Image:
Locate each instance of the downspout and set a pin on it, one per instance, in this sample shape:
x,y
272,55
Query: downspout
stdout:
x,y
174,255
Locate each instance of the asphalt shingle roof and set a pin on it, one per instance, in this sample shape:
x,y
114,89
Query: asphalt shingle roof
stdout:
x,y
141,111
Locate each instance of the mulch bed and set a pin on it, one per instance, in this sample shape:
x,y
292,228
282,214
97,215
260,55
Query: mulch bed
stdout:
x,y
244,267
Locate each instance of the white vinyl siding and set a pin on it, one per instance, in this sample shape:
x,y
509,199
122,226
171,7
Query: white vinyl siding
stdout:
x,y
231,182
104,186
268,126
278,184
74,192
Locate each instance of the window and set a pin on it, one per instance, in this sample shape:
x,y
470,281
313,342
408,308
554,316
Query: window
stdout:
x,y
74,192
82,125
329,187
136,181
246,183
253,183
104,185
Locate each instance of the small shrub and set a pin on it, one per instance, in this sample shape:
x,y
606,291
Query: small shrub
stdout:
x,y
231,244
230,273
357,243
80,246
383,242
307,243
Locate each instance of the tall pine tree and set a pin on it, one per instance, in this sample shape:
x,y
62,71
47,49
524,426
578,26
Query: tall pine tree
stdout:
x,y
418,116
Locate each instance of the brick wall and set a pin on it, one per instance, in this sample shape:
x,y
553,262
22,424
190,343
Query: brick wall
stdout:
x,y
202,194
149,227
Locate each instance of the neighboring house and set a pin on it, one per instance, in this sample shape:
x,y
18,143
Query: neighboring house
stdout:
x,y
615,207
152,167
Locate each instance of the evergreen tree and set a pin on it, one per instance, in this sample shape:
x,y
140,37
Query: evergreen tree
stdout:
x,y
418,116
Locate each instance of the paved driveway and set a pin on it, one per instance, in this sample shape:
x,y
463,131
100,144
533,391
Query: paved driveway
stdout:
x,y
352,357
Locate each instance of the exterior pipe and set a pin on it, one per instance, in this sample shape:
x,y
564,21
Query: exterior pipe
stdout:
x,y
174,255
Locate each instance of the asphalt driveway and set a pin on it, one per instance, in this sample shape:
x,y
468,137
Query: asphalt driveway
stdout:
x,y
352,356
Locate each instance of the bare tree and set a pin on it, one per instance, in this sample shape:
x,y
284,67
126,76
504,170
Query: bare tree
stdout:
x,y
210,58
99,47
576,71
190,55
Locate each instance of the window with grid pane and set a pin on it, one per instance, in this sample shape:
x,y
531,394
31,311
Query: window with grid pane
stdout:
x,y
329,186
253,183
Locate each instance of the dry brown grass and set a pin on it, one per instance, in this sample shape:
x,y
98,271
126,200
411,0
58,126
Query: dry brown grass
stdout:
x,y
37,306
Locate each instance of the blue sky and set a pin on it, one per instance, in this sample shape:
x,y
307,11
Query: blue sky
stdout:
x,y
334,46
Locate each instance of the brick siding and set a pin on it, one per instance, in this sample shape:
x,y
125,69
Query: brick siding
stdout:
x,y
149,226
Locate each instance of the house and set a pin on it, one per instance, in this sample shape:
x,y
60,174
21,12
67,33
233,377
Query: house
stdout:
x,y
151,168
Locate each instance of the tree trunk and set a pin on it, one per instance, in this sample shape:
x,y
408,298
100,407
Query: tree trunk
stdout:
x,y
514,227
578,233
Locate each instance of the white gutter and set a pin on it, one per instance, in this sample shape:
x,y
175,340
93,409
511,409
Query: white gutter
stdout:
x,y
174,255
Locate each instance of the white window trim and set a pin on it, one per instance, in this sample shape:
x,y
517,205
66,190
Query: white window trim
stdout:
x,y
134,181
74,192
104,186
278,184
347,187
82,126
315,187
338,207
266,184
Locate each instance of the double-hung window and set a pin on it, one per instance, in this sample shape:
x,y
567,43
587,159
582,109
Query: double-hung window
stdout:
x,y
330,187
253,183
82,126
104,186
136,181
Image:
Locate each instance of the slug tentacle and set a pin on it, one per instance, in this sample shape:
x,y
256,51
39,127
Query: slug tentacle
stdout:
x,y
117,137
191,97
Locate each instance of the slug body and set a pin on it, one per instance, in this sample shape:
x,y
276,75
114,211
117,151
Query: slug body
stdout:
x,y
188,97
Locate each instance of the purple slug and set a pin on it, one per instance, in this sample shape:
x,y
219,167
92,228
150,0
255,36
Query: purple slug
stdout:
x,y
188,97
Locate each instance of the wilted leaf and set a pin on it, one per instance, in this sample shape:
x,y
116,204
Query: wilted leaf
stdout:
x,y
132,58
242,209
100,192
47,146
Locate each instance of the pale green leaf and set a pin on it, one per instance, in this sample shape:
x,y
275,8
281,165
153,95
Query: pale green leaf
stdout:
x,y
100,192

▸ WHAT IS EXPECTED
The whole set of records needs to be written out exactly.

▸ ANSWER BELOW
Image:
Locate each instance of the downspout and set a pin on it, one per instance, in this sample shape:
x,y
272,55
Query: downspout
stdout:
x,y
174,255
Locate each instance of the asphalt shingle roof and set a pin on it, one per instance, in this sample shape:
x,y
114,89
Query: asphalt shingle roof
stdout:
x,y
141,111
Locate each instance of the mulch bed and set a pin on it, one per instance, in this sample shape:
x,y
292,228
282,214
97,215
260,55
Query: mulch bed
stdout:
x,y
244,267
Locate each instance of the white vinyl siding and set a pin on it, one per instance, in this sample shape:
x,y
509,199
122,226
171,7
Query: white vinyl siding
stdout:
x,y
231,182
104,186
268,126
278,184
74,192
Locate each instance of the window and set a pin on it, one per instance, in this sample shape:
x,y
470,281
313,342
408,308
554,316
Query: window
stdout:
x,y
74,192
82,125
329,187
136,181
246,183
253,183
104,185
Locate each instance of the small shrub and set a pin on it, one per instance, in this sample shape:
x,y
606,291
Query: small shrub
stdout:
x,y
231,244
230,273
357,243
80,246
383,242
307,243
Locate each instance of the tall pine tree and set a pin on it, one per instance, in this sample shape:
x,y
62,71
47,49
524,426
578,26
Query: tall pine tree
stdout:
x,y
418,116
Locate each instance of the brick wall and set a pin on it, one per instance, in this sample shape:
x,y
553,262
22,424
190,343
Query: brick wall
stdout:
x,y
202,194
149,227
Locate each instance of the neighboring house and set a pin on it, one per instance, in this sample shape:
x,y
18,143
Query: neighboring house
stdout:
x,y
615,207
152,167
Locate each instance of the evergreen tree and set a pin on it, one per instance, in this sample shape:
x,y
140,37
Query: evergreen tree
stdout:
x,y
418,116
Locate each instance of the paved driveway and set a pin on it, one per instance, in this sample shape:
x,y
463,131
100,144
533,391
Query: paved driveway
stdout:
x,y
352,357
Locate each instance of the exterior pipe and set a pin on it, one per instance, in this sample shape:
x,y
564,21
Query: exterior pipe
stdout:
x,y
174,255
Locate each instance of the asphalt driveway and set a pin on it, one per instance, in this sample shape:
x,y
468,137
Query: asphalt driveway
stdout:
x,y
352,356
Locate each instance of the bare tree and set a pin on it, one per instance, in this sample shape:
x,y
284,67
126,76
504,170
Query: bare tree
stdout:
x,y
210,58
99,47
576,71
190,55
Locate each instance of the window with grid pane and set a pin on it, one per instance, in this sample shape:
x,y
531,394
31,311
Query: window with grid pane
stdout:
x,y
329,186
253,183
Locate each instance of the dry brown grass and set a pin on it, one per instance, in this sample shape:
x,y
98,271
126,200
411,0
58,126
Query: dry brown grass
stdout:
x,y
37,306
Locate each instance of the blue sky and set a pin on it, one per instance, in this sample shape:
x,y
307,11
Query: blue sky
stdout:
x,y
334,46
Locate each instance of the brick siding and set a pin on it, one per instance, in this sample shape:
x,y
125,69
Query: brick siding
stdout:
x,y
149,226
Locate each instance of the house and set a pin on it, one per instance, in this sample shape:
x,y
60,174
21,12
67,33
233,377
Query: house
stdout:
x,y
151,168
Locate each instance of the tree trunk and set a pin on it, one per instance, in this sample shape:
x,y
408,298
100,407
Query: tree trunk
stdout:
x,y
514,227
578,233
Locate each instance of the white gutter and set a pin on it, one per instance, in this sample shape:
x,y
175,340
93,409
511,409
Query: white gutter
stdout:
x,y
174,255
Locate each instance of the white window trim and set a pin on it, one per instance, in this sample shape:
x,y
517,205
66,190
Query: white window trim
stdout:
x,y
134,181
74,192
104,186
278,184
347,187
82,126
315,187
338,207
266,184
Locate each instance of the double-hung window and set a pin on it, one per instance, in this sample shape:
x,y
567,43
587,159
582,109
Query: double-hung window
stdout:
x,y
330,187
253,183
82,126
104,186
136,181
Image:
Locate each instance of the slug tentacle and set a pin on it, one per instance, in this sample shape:
x,y
256,51
39,127
Query: slug tentacle
stdout:
x,y
117,137
191,97
Locate each instance of the slug body and set a pin on it, one per instance, in this sample shape:
x,y
276,75
114,211
117,151
Query: slug body
stdout:
x,y
188,97
Locate each instance of the purple slug and set a pin on it, one per instance, in this sample shape:
x,y
219,167
92,228
150,0
255,36
Query: purple slug
stdout:
x,y
188,97
Locate each instance of the wilted leaf and set a pin on it, one per instance, in this sample shape:
x,y
116,204
Query: wilted leaf
stdout:
x,y
132,58
242,209
100,192
47,146
Locate each instance of the pale green leaf and set a pin on it, one per instance, in this sample shape:
x,y
275,8
281,165
153,95
Query: pale green leaf
stdout:
x,y
100,192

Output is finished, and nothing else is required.